# [WHAT TO PRODUCE]
Please retype all of the records below, keeping every line unchanged.

Part of a data file:

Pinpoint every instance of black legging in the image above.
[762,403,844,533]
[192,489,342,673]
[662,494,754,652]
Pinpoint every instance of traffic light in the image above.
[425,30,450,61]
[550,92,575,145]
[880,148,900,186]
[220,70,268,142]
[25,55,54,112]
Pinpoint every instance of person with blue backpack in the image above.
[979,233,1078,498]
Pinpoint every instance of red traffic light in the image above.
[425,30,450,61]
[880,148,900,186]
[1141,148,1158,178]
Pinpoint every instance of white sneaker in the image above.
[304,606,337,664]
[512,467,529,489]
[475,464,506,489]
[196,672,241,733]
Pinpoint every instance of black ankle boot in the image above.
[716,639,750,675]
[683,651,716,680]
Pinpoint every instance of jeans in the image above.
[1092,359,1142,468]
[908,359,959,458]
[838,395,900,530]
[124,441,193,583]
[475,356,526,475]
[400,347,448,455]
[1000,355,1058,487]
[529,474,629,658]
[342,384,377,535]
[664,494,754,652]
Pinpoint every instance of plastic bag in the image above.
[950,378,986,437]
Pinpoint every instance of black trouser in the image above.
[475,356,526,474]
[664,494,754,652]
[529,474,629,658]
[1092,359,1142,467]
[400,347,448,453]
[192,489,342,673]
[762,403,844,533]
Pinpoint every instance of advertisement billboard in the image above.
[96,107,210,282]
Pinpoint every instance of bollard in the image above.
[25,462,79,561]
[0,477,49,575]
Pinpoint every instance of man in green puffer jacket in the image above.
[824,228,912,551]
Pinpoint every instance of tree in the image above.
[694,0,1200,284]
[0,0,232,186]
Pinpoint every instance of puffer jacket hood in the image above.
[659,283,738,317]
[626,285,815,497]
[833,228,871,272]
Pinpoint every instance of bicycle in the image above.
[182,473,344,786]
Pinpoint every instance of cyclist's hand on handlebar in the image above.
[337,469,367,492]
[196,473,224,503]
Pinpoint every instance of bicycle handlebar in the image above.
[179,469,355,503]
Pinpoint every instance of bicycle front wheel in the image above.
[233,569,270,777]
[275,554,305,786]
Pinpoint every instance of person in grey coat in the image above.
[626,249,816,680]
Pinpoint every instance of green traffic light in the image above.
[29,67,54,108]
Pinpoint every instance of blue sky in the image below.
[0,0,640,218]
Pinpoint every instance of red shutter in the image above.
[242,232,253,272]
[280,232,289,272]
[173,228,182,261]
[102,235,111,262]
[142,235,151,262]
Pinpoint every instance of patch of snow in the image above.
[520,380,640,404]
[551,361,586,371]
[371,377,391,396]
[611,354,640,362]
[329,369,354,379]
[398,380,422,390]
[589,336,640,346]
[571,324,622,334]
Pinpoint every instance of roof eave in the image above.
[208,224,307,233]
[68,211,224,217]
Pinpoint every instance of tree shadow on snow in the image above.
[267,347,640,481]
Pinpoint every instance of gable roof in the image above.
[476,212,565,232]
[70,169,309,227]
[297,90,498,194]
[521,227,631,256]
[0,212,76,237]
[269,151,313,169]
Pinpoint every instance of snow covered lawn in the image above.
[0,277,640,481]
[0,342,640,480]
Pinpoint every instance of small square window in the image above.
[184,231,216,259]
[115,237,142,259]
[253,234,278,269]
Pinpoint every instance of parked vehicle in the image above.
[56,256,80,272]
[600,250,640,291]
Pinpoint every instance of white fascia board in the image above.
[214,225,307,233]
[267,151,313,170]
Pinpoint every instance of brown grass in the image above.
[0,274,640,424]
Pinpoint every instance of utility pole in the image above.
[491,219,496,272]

# [RESULT FOR THIS EXERCISE]
Pinpoint every instance of black legging in the image above.
[762,403,844,533]
[192,489,342,673]
[662,494,754,652]
Pinpoint every instance of traffic light in the image above.
[425,30,450,61]
[550,92,575,145]
[880,148,900,186]
[220,70,268,142]
[25,55,54,112]
Pinpoint every instance of person with blue backpack in the image above.
[979,233,1078,498]
Pinpoint every instance of red traffic light in the image above.
[425,30,450,61]
[880,148,900,186]
[1141,148,1158,178]
Pinpoint every instance of white sneaker in the image above.
[304,606,337,664]
[512,467,529,489]
[475,464,506,489]
[196,672,241,733]
Pinpoint every instance of black ankle boot in the image above.
[716,639,750,675]
[683,651,716,680]
Pinpoint every instance of jeans in the image above.
[1092,359,1142,468]
[908,359,959,458]
[838,395,900,530]
[124,441,193,583]
[475,356,526,475]
[400,347,448,455]
[1000,355,1058,487]
[529,474,629,658]
[342,384,377,535]
[664,494,754,652]
Pinpoint every instance of plastic bag in the image above.
[950,378,986,437]
Pinpoint every instance of black trouser in the image above.
[475,356,526,474]
[664,494,754,652]
[529,474,629,658]
[1092,359,1142,467]
[400,347,448,453]
[192,489,342,673]
[762,403,844,533]
Pinpoint every instance of advertisement billboard in the image above.
[96,107,210,282]
Pinpoint every instance of bollard in the image above.
[25,462,79,561]
[0,477,49,575]
Pinpoint every instance of man in green puffer jacket in the image above.
[824,228,912,551]
Pinpoint every instance of tree in the image above.
[694,0,1200,284]
[0,0,232,186]
Pinpoint every instance of puffer jacket hood in the image above.
[659,283,738,317]
[626,285,815,497]
[833,228,871,272]
Pinpoint every instance of bicycle in the image above.
[182,473,344,786]
Pinpoint every instance of cyclist's hand on handlebar in the image above.
[337,469,367,492]
[196,473,224,503]
Pinpoint every instance of bicycle handlebar in the image above.
[179,469,355,503]
Pinpoint every instance of bicycle front wheel in the image above.
[233,569,270,777]
[275,554,305,786]
Pinpoint every instance of person in grey coat in the image above.
[626,249,816,680]
Pinpoint every instance of green traffic light in the image above.
[29,67,54,108]
Pinpoint every instance of blue sky in the image below.
[0,0,640,218]
Pinpoint every instance of red shutter in the image above.
[242,232,253,272]
[280,232,289,272]
[173,228,182,261]
[102,235,111,262]
[142,235,151,262]
Pinpoint every instance of patch of snow in the image above.
[520,380,640,404]
[551,361,586,371]
[371,377,391,396]
[611,354,640,362]
[329,369,354,379]
[398,380,422,390]
[589,336,640,346]
[571,324,622,334]
Pinpoint every instance of roof eave in the image above.
[208,224,307,233]
[68,211,224,217]
Pinpoint every instance of tree shadow on snow in the image above.
[267,347,640,481]
Pinpoint every instance of gable roof in the image above.
[476,212,565,232]
[70,169,309,227]
[297,90,498,194]
[521,227,631,256]
[0,212,76,237]
[269,151,313,169]
Pinpoint every instance of snow covered lawn in the image above.
[0,277,640,481]
[0,342,640,480]
Pinpoint every instance of small square window in the image above.
[184,231,216,259]
[115,237,142,259]
[253,234,278,269]
Pinpoint every instance of parked vehicle in the image above.
[56,256,80,272]
[600,250,640,291]
Pinpoint every instance of white fascia board in the image above.
[214,225,307,233]
[267,151,313,170]
Pinpoint every instance of brown grass in the image above.
[0,274,640,424]
Pinpoint every instance of utility pole in the image above.
[491,219,496,272]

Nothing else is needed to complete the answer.